___ GIVEN TEXT ___

The partitioning of driver segments in CI FFE allows compact and hardware-efficient static pre-distortion, which is not possible in CS and VD FFE. In CS FFE, three current sources work together to generate all eight current values listed in Table I. As a result, each current source is turned on all the time and experiences all cases of voltage change. Since the nonlinear error is associated with voltage change, each current source has more than two distinct values of nonlinear error, preventing static compensation. For example, the pull-down  $w_2$  current source in Table I is connected to '+' node when  $D_0D_{-1}D_{-2}$  is '110', '100', '010', or '000'. The four patterns cause four distinct  $V_T^+$  transitions, respectively:  $V_{High} \rightarrow V_{MH}, V_{ML} \rightarrow V_{High}, V_{High} \rightarrow$  $V_{Low}$ , and  $V_{ML} \rightarrow V_{ML}$ . Therefore, four different coefficients are necessary for  $w_2$  since the non-linear error can have four distinct values for each case. The hardware implementation is much more difficult since the pre-distortion requires memory to store four different values of each coefficient, and a decoding block must select and assign the right coefficient value within a bit time.

Fig. 7 shows simulated eye diagrams with and without predistortion in CI FFE. We calculated coefficients in Fig. 7(a) assuming a fixed drain voltage of DAC transistors while we pre-distorted the coefficient values in Fig. 7(b). The non-pre-distorted eye is about 36% smaller than the pre-distorted one, confirming the analysis in Section IV-E.



Fig. 7. Eye simulations at 4 Gb/s with 1 V supply: (a) before pre-distortion, (b) after pre-distortion.



Fig. 8. Various metrics versus receiver's termination impedance. Circle markers represent TIA termination. Square markers represent resistive termination for the same bandwidth of TIA.

___

* WORK INSTRUCTIONS *
#1 In the FFE excerpt, how much smaller is the non-pre-distorted eye than the pre-distorted one?
#2 Quote the FFE excerpt from "Fig. 7 shows" up to and including "in Section IV-E.".
The rows play no part in any of this work.

___ DATASET ROWS ___

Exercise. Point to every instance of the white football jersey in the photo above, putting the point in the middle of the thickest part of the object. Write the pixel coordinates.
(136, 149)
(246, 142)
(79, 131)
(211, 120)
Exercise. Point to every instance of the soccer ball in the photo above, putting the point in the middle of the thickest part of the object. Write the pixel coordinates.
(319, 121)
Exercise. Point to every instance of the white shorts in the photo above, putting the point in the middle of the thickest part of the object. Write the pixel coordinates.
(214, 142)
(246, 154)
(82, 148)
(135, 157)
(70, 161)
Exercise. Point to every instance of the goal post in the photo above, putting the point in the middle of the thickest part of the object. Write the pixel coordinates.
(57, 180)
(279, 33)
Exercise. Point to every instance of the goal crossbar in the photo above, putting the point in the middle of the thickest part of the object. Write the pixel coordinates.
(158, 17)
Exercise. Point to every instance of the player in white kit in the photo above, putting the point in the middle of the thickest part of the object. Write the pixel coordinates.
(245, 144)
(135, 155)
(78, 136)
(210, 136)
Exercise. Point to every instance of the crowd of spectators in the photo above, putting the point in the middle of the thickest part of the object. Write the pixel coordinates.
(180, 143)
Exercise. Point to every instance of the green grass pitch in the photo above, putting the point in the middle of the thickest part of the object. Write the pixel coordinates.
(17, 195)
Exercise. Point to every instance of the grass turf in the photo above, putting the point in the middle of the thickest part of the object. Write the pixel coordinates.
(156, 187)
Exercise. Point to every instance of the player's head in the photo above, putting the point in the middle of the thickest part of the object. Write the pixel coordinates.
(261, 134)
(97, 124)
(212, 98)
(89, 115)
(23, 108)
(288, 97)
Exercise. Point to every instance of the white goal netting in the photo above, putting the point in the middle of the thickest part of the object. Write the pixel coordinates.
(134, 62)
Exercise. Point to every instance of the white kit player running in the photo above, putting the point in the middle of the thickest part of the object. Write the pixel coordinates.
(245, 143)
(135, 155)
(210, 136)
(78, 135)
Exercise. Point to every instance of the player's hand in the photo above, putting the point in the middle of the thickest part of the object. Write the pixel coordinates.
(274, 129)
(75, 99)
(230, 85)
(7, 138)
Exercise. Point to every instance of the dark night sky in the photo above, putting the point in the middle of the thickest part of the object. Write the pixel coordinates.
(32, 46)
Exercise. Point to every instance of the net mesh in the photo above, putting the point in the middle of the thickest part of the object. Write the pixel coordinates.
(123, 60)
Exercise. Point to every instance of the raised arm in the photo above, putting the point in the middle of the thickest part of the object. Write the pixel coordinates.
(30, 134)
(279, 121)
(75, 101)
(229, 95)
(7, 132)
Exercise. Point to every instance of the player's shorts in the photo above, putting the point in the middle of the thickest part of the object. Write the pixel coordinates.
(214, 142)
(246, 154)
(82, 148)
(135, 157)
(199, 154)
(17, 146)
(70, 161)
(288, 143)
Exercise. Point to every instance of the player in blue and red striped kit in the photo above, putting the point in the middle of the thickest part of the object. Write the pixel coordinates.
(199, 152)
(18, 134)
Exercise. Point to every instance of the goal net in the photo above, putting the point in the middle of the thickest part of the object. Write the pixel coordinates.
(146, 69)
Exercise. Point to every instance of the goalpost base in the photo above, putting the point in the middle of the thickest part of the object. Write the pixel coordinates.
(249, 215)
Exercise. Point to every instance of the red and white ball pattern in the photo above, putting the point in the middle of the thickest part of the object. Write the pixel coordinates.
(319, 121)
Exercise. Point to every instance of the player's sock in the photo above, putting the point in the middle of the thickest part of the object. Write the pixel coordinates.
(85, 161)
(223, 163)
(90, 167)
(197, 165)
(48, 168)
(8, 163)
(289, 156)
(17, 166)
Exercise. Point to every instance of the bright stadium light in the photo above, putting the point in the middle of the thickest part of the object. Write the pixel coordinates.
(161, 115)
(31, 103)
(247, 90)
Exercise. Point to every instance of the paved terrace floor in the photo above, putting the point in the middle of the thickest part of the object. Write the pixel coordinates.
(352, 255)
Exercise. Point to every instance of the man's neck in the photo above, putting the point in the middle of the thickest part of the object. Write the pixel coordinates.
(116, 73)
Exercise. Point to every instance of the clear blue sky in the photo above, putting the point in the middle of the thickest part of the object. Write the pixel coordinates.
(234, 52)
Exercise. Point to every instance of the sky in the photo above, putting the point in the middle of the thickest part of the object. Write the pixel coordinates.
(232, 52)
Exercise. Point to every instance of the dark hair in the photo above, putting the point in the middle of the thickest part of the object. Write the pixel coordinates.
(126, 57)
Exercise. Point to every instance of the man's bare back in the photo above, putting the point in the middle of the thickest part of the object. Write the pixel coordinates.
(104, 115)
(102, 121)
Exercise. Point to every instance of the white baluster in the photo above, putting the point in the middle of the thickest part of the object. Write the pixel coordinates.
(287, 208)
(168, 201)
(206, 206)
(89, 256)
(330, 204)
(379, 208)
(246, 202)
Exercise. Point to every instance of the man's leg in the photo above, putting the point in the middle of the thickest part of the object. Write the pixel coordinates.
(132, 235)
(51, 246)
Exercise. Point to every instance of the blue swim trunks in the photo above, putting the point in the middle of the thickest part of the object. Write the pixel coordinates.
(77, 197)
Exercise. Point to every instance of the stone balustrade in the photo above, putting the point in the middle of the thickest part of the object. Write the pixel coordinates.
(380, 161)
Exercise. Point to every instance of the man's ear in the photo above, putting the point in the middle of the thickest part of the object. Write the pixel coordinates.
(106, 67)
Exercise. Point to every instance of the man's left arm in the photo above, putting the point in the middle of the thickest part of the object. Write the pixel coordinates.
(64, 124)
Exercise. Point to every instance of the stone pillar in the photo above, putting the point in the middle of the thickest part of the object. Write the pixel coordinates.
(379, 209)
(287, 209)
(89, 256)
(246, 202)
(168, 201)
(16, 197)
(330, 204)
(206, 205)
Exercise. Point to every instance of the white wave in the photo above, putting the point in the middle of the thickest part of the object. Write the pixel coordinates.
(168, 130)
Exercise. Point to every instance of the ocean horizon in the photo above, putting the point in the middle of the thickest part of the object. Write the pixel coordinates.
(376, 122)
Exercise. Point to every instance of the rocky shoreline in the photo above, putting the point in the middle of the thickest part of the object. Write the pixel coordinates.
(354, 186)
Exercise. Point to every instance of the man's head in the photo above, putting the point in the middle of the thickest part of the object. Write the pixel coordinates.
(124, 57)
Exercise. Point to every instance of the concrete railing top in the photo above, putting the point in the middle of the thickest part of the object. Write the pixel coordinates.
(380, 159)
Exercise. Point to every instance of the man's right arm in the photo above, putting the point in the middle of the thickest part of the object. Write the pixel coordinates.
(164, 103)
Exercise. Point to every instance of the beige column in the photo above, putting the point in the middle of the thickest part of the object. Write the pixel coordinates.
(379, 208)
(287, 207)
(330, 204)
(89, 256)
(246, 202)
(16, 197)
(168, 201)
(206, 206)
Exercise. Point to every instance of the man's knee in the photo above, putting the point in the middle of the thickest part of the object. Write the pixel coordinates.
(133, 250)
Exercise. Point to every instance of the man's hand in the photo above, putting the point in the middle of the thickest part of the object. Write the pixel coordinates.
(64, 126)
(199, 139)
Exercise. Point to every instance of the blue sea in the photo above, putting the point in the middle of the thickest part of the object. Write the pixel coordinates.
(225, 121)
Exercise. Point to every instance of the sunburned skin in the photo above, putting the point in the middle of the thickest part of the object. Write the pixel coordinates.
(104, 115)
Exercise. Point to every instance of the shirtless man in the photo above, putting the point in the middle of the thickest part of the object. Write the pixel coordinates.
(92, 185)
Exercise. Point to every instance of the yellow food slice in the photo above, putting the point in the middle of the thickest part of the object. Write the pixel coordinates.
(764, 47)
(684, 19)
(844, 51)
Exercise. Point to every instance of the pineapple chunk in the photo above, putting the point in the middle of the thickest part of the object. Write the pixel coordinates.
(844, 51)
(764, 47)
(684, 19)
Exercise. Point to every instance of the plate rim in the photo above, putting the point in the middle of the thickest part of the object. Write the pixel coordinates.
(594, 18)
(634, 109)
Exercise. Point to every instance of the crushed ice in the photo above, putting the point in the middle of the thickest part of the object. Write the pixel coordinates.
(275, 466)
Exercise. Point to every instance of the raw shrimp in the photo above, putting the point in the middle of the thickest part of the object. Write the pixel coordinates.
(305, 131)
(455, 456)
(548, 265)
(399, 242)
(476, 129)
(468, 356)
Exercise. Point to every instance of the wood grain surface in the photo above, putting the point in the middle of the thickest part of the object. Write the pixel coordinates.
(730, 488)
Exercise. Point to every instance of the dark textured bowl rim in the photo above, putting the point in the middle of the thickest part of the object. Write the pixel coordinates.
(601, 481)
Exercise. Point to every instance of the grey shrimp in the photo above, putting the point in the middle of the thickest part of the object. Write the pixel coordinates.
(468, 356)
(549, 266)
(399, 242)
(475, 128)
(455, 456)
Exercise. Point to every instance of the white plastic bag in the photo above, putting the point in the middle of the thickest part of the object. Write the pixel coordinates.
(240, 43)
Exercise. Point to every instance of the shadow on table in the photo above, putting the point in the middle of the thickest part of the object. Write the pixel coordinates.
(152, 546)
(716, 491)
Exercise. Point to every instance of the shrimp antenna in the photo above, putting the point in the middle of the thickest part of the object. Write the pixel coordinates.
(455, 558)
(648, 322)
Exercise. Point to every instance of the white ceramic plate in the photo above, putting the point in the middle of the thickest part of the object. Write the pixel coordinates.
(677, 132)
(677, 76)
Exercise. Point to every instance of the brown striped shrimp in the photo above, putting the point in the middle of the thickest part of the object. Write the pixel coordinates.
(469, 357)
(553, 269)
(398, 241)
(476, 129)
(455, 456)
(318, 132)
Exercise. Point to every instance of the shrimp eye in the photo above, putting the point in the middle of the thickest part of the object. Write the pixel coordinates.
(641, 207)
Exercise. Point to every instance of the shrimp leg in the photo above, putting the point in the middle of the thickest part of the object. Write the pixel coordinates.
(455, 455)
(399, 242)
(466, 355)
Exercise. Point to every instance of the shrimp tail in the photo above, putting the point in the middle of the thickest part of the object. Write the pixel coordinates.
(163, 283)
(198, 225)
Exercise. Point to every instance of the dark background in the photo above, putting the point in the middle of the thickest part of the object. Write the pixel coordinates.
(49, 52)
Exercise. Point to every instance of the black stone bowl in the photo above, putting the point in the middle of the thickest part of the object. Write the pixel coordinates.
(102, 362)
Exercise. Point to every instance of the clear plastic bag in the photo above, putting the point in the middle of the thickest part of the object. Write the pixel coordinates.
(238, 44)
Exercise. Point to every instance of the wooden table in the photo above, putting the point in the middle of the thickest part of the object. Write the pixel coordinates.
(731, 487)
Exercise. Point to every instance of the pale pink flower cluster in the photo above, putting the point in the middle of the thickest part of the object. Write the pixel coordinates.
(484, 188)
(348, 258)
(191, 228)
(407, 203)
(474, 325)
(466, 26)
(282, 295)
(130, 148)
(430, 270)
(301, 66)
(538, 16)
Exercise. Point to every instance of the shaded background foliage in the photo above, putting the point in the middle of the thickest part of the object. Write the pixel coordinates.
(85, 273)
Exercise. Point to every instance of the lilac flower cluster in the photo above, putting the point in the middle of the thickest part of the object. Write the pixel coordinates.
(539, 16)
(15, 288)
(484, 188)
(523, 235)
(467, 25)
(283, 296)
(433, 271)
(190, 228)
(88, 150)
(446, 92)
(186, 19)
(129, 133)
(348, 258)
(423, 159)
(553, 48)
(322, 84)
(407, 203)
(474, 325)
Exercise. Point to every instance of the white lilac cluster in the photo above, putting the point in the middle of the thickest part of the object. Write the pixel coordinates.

___

* WORKED SOLUTIONS *
#1 It is about 36% smaller.

#2
Fig. 7 shows simulated eye diagrams with and without predistortion in CI FFE. We calculated coefficients in Fig. 7(a) assuming a fixed drain voltage of DAC transistors while we pre-distorted the coefficient values in Fig. 7(b). The non-pre-distorted eye is about 36% smaller than the pre-distorted one, confirming the analysis in Section IV-E.